▼
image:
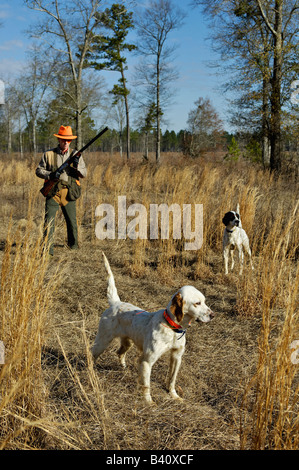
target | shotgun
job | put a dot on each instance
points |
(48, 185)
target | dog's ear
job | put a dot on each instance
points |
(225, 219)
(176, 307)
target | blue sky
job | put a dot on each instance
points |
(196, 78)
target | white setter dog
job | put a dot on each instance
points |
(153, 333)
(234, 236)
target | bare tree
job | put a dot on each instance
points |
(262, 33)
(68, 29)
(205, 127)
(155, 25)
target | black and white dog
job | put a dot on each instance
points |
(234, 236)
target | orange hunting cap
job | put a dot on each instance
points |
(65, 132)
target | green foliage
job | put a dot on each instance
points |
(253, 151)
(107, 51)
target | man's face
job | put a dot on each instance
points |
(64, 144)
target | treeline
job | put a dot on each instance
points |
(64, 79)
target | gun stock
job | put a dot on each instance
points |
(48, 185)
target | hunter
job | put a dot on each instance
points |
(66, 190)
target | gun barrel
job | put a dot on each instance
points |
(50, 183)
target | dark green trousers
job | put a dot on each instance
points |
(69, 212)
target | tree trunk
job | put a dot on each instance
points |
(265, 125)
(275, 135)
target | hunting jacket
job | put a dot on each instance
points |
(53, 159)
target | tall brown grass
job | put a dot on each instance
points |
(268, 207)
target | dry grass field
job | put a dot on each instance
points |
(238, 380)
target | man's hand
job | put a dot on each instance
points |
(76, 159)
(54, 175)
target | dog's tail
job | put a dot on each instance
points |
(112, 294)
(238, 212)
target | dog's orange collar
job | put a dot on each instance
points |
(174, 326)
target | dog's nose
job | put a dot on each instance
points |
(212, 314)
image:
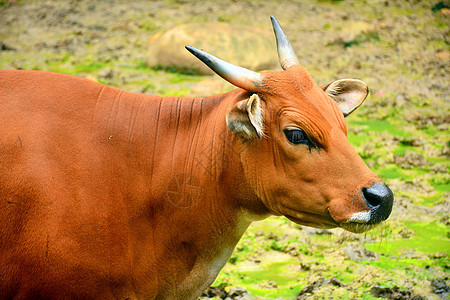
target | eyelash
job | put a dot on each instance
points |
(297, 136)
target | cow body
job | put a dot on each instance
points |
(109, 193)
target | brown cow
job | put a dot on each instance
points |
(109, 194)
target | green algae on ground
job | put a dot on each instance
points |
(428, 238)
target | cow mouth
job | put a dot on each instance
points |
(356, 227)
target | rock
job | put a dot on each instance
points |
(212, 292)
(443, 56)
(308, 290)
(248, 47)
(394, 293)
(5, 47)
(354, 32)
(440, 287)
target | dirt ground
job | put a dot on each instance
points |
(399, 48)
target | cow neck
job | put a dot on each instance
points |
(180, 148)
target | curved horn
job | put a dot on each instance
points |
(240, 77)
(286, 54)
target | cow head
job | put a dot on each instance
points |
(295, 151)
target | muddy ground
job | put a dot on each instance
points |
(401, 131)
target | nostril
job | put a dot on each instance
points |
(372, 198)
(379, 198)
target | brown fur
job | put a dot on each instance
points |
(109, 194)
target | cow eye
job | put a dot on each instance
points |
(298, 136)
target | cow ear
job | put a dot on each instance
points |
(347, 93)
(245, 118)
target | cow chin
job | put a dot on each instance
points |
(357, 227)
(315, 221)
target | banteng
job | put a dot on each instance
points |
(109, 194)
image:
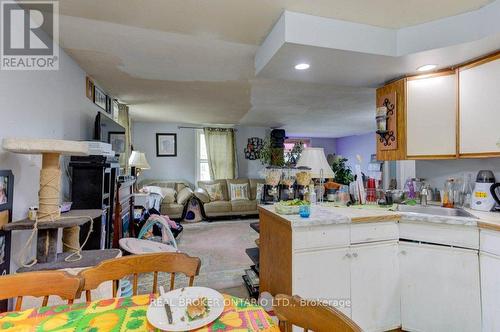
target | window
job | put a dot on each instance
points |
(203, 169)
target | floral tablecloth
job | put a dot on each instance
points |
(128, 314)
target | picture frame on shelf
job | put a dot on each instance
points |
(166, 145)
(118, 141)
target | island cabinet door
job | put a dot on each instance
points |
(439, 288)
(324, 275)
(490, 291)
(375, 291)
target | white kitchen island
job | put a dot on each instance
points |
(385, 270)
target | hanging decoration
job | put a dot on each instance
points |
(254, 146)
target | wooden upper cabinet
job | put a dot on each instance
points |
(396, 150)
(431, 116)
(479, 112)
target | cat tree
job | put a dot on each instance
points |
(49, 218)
▲
Identify each line in the records above that contains the word "green", and copy it out in full.

target | green foliage
target | dark green trousers
target | green algae on ground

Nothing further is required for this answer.